提取文本:
<<<<

岩石内部高压电脉冲等离子体通道生成机理

doi:10.7623/syxb202304010

石油学报 ›› 2023, Vol. 44 ›› Issue (4): 684-697.DOI: 10.7623/syxb202304010

岩石内部高压电脉冲等离子体通道生成机理

刘伟吉^1,2,3, 张有建¹, 罗云旭¹, 祝效华^1,2,3

1. 西南石油大学机电工程学院四川成都 610500;
2. 石油天然气装备教育部重点实验室四川成都 610500;
3. 西南石油大学地热能研究中心四川成都 610500

收稿日期:2022-06-08 修回日期:2023-02-05 出版日期:2023-04-25 发布日期:2023-05-05
通讯作者: 祝效华,男,1978年7月生,2005年获西南石油大学博士学位,现为西南石油大学教授、博士生导师,主要从事管柱力学和钻井提速等方面的研究工作。Email:zxhth113@163.com
作者简介:刘伟吉,男,1989年7月生,2017年获西南石油大学机械工程专业博士学位,现为西南石油大学机电工程学院副教授、硕士生导师,主要从事油气钻井高效破岩理论与方法等方面的研究工作。Email:lwj2017_swpu@163.com
基金资助:
国家自然科学基金项目(No.52004229,No.52034006,No.52225401,No.52274231)、四川省区域创新合作项目(2022YFQ0059)、四川省自然科学基金项目(23NSFSC2099)和南充市与西南石油大学科技战略合作项目(SXHZ004)资助。

Generation mechanism of plasma channels for high-voltage electric pulses in rock

Liu Weiji^1,2,3, Zhang Youjian¹, Luo Yunxu¹, Zhu Xiaohua^1,2,3

1. School of Mechatronic Engineering, Southwest Petroleum University, Sichuan Chengdu 610500, China;
2. Key Laboratory of Oil and Gas Equipment, Ministry of Education, Sichuan Chengdu 610500, China;
3. Geothermal Energy Research Center, Southwest Petroleum University, Sichuan Chengdu 610500, China

Received:2022-06-08 Revised:2023-02-05 Online:2023-04-25 Published:2023-05-05

摘要/Abstract

摘要： 高压电脉冲钻井技术具有破岩效率高、井壁质量好等优点,是一种新型破岩方法。为研究岩石内部孔隙特性对其局部电击穿的影响,构建了多孔隙随机分布的多物理场耦合岩石电击穿二维数值模型,从电路场、电流场、击穿场和温度场耦合的角度实现了多孔隙岩石内部高压电脉冲等离子体通道生成及破岩全过程,主要研究了孔隙特征(即孔隙率、孔径大小和孔隙介质)和电极间距对岩石局部电击穿(即岩石内部等离子体形成)的影响规律。数值研究发现,岩石孔隙对电脉冲破岩效率影响较大,当孔隙内介质为空气时,孔隙发生电击穿,等离子体通道贯穿孔隙;当孔隙内介质为水时,孔隙没有被电击穿,等离子体通道沿着孔隙表面延展;随着孔隙率增大,电脉冲的破岩效果逐渐增强;随着孔隙介质水/气比值减小,等离子体通道生成时间减小,电脉冲破岩的效果逐渐加强;随着电极间距的增大,岩石电击穿时刻逐渐减小,岩石内部"电损伤"区域面积减小。通过开展电击穿破岩的室内实验,再现了电脉冲破岩过程及岩石内部等离子通道形态,电击穿实验结果和仿真试验结果相符合。

>>>>

练习任务 A:
用两句话概括上面这篇关于岩石内部高压电脉冲等离子体通道的文本。

待处理材料:
<<<<

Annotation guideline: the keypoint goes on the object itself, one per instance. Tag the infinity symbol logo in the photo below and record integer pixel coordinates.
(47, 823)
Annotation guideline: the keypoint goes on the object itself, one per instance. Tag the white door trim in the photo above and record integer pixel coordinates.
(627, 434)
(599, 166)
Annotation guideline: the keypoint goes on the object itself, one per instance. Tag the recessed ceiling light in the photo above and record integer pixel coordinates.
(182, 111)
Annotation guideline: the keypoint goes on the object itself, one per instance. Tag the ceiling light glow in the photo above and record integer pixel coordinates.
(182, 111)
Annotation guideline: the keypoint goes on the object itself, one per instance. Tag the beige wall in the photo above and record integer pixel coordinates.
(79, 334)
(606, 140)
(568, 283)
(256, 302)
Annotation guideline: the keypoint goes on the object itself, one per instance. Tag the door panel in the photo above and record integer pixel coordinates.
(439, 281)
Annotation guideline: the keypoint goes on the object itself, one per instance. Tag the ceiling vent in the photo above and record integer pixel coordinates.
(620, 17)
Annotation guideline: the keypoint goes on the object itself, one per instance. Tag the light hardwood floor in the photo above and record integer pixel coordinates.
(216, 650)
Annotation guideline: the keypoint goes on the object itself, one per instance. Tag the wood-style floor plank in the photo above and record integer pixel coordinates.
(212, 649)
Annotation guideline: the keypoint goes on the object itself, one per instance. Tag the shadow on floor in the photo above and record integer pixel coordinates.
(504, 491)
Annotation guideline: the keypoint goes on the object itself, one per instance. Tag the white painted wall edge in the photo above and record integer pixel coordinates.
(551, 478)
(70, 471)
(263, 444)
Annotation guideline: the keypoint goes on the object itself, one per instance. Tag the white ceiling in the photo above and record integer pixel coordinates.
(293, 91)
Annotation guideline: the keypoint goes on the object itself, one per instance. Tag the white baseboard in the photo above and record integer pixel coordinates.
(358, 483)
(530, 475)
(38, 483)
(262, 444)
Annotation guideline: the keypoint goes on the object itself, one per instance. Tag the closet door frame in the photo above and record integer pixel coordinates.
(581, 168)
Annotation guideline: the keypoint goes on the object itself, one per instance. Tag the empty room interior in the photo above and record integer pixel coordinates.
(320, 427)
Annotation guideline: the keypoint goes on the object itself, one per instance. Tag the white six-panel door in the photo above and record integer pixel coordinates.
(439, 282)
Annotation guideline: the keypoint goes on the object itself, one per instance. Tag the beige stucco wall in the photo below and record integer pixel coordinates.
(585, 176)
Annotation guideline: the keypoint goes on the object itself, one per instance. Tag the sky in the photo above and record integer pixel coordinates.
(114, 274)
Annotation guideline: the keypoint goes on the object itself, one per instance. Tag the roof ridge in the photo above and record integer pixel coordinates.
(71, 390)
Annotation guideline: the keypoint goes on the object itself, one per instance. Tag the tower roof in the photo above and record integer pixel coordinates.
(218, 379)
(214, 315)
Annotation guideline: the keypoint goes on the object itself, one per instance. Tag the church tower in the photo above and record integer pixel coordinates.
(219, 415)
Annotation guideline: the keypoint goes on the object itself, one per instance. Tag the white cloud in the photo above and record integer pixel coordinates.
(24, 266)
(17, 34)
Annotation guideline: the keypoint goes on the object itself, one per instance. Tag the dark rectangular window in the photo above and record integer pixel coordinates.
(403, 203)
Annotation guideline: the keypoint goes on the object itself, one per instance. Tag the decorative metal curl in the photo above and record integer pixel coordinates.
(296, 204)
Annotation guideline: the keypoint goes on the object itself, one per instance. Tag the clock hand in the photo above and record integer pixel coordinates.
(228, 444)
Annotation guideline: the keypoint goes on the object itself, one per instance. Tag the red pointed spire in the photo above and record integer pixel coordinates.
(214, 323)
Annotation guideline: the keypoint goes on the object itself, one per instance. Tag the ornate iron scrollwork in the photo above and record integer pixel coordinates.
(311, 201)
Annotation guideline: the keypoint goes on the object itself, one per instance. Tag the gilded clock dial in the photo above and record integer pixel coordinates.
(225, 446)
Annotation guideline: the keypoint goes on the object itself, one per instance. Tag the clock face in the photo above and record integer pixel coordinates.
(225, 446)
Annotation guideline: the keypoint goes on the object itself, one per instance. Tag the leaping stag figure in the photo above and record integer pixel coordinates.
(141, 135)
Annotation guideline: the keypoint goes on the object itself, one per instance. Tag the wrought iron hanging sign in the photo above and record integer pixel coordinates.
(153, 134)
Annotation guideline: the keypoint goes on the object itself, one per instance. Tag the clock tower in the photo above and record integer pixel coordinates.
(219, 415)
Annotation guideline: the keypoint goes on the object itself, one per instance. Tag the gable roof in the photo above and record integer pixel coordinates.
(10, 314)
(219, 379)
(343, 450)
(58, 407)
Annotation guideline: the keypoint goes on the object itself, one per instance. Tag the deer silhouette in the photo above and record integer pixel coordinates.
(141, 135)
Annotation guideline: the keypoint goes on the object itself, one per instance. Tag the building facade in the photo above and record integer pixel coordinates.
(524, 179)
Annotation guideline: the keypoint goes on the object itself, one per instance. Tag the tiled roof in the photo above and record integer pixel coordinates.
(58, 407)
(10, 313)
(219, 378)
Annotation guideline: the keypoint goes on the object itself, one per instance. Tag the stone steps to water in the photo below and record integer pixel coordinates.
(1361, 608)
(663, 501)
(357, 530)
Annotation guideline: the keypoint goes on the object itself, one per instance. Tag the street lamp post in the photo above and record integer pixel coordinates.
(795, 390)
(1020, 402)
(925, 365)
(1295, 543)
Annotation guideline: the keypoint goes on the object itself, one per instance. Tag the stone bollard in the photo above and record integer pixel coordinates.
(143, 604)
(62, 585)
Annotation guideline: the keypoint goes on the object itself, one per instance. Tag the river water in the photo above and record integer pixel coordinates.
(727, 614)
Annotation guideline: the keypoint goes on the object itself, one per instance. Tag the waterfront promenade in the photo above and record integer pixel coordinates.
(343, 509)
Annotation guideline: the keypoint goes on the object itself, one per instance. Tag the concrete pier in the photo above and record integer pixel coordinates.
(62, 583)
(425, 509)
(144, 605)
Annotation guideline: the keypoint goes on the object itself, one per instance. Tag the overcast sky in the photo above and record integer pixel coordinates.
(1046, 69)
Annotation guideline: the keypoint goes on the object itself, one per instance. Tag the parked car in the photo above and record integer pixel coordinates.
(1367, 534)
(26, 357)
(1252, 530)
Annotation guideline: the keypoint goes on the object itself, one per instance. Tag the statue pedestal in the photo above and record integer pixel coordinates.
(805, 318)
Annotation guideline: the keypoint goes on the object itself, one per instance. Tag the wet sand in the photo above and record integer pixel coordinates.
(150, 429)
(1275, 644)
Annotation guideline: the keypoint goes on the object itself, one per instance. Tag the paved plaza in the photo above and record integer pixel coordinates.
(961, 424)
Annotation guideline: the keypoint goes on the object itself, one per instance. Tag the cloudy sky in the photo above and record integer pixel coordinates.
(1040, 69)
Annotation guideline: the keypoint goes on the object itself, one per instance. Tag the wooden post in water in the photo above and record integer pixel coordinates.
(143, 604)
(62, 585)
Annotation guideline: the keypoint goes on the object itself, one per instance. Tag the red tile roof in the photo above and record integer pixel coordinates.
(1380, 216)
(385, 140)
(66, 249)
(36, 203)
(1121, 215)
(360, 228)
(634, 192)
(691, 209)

>>>>

练习任务 B:
在记录中，从含有“Tag the wrought”的那一行起，一直到含有“(1295, 543)”的那一行为止（两端都包括），把这些行重新写出，并将其中的“keypoint”改为“marker”，其他内容一概不变，只输出这些行。

正确输出 A:
该研究构建了多孔隙随机分布的多物理场耦合岩石电击穿二维数值模型，主要研究了孔隙特征和电极间距对岩石局部电击穿的影响规律。数值研究发现，岩石孔隙对电脉冲破岩效率影响较大，随着孔隙率增大或孔隙介质水/气比值减小，破岩效果逐渐增强，且室内电击穿实验结果与仿真试验结果相符合。

正确输出 B:
Annotation guideline: the marker goes on the object itself, one per instance. Tag the wrought iron hanging sign in the photo above and record integer pixel coordinates.
(153, 134)
Annotation guideline: the marker goes on the object itself, one per instance. Tag the clock tower in the photo above and record integer pixel coordinates.
(219, 415)
Annotation guideline: the marker goes on the object itself, one per instance. Tag the gable roof in the photo above and record integer pixel coordinates.
(10, 314)
(219, 379)
(343, 450)
(58, 407)
Annotation guideline: the marker goes on the object itself, one per instance. Tag the deer silhouette in the photo above and record integer pixel coordinates.
(141, 135)
Annotation guideline: the marker goes on the object itself, one per instance. Tag the building facade in the photo above and record integer pixel coordinates.
(524, 179)
Annotation guideline: the marker goes on the object itself, one per instance. Tag the tiled roof in the photo above and record integer pixel coordinates.
(58, 407)
(10, 313)
(219, 378)
Annotation guideline: the marker goes on the object itself, one per instance. Tag the stone steps to water in the photo below and record integer pixel coordinates.
(1361, 608)
(663, 501)
(357, 530)
Annotation guideline: the marker goes on the object itself, one per instance. Tag the street lamp post in the photo above and record integer pixel coordinates.
(795, 390)
(1020, 402)
(925, 365)
(1295, 543)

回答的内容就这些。